*Work item*:
Repeat the whole of the data, keeping every detail the same.

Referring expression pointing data
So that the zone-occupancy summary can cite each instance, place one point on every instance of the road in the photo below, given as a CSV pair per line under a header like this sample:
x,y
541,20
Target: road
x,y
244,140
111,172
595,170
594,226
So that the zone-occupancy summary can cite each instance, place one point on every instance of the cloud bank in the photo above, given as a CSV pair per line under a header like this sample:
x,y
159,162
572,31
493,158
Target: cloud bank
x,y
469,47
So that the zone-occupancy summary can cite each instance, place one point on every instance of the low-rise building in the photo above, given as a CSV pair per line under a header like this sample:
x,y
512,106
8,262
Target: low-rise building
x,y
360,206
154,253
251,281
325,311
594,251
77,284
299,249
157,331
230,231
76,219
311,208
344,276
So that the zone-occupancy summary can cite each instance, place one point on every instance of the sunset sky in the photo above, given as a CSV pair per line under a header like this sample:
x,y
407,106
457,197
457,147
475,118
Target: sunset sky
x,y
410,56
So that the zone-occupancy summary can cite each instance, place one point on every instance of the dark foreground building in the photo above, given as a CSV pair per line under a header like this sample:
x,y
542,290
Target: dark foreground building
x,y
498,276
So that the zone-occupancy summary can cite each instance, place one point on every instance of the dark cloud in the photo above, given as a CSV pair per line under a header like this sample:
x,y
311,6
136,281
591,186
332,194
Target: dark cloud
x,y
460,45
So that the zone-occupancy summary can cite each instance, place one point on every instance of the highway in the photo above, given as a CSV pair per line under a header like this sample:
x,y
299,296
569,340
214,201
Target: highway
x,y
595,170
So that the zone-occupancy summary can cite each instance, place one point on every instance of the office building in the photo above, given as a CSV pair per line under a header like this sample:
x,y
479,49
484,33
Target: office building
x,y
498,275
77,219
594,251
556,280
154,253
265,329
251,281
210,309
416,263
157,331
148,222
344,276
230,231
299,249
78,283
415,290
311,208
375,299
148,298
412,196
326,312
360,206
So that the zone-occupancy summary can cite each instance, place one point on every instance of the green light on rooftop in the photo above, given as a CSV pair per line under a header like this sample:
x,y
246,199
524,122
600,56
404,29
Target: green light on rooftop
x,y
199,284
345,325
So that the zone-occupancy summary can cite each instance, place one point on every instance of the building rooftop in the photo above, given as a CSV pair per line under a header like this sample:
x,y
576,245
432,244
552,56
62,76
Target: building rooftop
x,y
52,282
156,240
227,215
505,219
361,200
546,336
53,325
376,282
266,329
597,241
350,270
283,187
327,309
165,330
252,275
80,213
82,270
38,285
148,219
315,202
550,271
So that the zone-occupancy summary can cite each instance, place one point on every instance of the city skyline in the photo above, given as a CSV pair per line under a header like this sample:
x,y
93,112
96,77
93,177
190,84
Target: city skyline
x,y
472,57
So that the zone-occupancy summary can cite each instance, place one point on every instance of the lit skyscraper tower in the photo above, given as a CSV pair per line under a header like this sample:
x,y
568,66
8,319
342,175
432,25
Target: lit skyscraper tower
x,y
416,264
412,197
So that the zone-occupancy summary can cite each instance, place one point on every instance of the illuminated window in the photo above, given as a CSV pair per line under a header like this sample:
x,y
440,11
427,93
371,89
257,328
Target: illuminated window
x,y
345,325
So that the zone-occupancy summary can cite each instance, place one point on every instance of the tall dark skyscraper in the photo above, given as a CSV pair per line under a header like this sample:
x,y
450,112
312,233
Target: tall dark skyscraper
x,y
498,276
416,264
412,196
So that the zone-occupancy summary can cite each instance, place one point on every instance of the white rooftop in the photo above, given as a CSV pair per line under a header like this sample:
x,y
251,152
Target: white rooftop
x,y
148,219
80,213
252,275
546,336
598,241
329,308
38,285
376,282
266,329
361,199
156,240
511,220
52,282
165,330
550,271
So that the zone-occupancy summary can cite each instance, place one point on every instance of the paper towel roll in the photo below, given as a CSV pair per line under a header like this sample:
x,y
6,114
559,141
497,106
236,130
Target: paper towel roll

*Answer for this exercise*:
So that the zone-occupancy summary can cite each instance, place one point on every instance of the road in the photo below, given as a CSV pair per line under a header like this sample:
x,y
541,20
Target: road
x,y
244,140
111,172
595,170
594,226
So that the zone-occupancy summary can cite each instance, place one point on every instance of the cloud bank in the photo above, given as a CSV pair per line under a header like this sample:
x,y
159,162
572,31
493,158
Target: cloud bank
x,y
469,47
So that the zone-occupancy summary can cite each instance, place one point on every instance of the low-rise building in the photo above, given as a CSV pair per line under a header like this sample:
x,y
512,106
8,262
Target: low-rise building
x,y
360,206
154,253
251,281
325,311
594,251
77,284
299,249
157,331
230,231
76,219
311,208
344,276
So that the zone-occupancy summary can cite each instance, place one point on every instance of the sunset sky in the photo above, given as a CSV pair per line under a header like this sample:
x,y
407,106
457,197
457,147
475,118
Target: sunset sky
x,y
410,56
So that the zone-occupancy summary can cite each instance, place one point on every instance of the dark foreground building in the photo above, given as a CSV pair per line under a header like this sample:
x,y
542,290
Target: dark foreground building
x,y
498,276
So that the zone-occupancy summary can cite each instance, place one point on every instance of the dark cloud in the photo above, given as a CSV pair per line under a header like this sample:
x,y
311,6
136,281
591,186
332,194
Target: dark cloud
x,y
460,45
So that the zone-occupancy summary can cite each instance, place one point on every instance of the highway in the photo above, given as a CSV pair per line under a header like this sample:
x,y
299,296
569,340
214,201
Target: highway
x,y
595,170
So that the zone-occupancy summary can cite each instance, place one point on every instance of the office building in the photo above, given as a CSV pair per line under a header like this sample:
x,y
479,49
484,33
Target: office building
x,y
498,275
77,219
594,251
556,280
154,253
265,329
251,281
210,309
416,263
157,331
148,222
344,276
230,231
299,249
78,283
415,290
311,208
375,299
148,298
412,196
326,312
360,206
So that the zone-occupancy summary can cite each instance, place one point on every instance of the green light on rooftop in the photo above, given as a CSV pair per line under a header like this sample:
x,y
246,199
524,122
600,56
404,29
Target: green light on rooftop
x,y
199,284
345,325
So that the zone-occupancy summary can cite each instance, place one point on every instance of the building rooftop in the photo above, given as a CSV pair per line under a header like this sample:
x,y
576,245
432,244
552,56
62,76
Target: building rooftop
x,y
52,282
156,240
227,215
505,219
361,200
546,336
53,325
376,282
266,329
597,241
350,270
283,187
327,309
165,330
252,275
80,213
82,270
38,285
148,219
315,202
550,271
So that the zone-occupancy summary can cite each instance, place one point on every instance of the city skyline in the photo above, given as a CSV pair per line under a header like this sample:
x,y
93,112
96,77
93,177
190,84
Target: city skyline
x,y
472,57
So that the zone-occupancy summary can cite each instance, place one point on every instance of the lit skyscraper tower in the photo above, given as a CSV pair per line under a header like this sample:
x,y
568,66
8,319
342,175
432,25
Target: lit skyscraper tower
x,y
416,264
412,197
So that the zone-occupancy summary can cite each instance, place one point on every instance of the illuminated window in the photo above, given as a CSV pair per line under a header like this sample:
x,y
440,11
427,93
371,89
257,328
Target: illuminated window
x,y
345,325
So that the zone-occupancy summary can cite each instance, place one point on every instance of the tall dark skyscraper in the photo above, given as a CSV pair per line under a header like this sample:
x,y
450,112
312,233
Target: tall dark skyscraper
x,y
498,276
416,264
412,196
So that the zone-occupancy summary can cite each instance, place one point on every instance of the white rooftop in the photo above, given as a CSV pair per line under a header like this sample:
x,y
251,152
Target: white rooftop
x,y
148,219
80,213
252,275
546,336
598,241
329,308
38,285
376,282
266,329
361,199
156,240
511,220
52,282
165,330
550,271
So that the zone-occupancy summary can cite each instance, place one point on every instance of the paper towel roll in the photo below, given as a CSV pair per line under a header like this sample:
x,y
6,114
559,141
497,106
236,130
Target: paper towel roll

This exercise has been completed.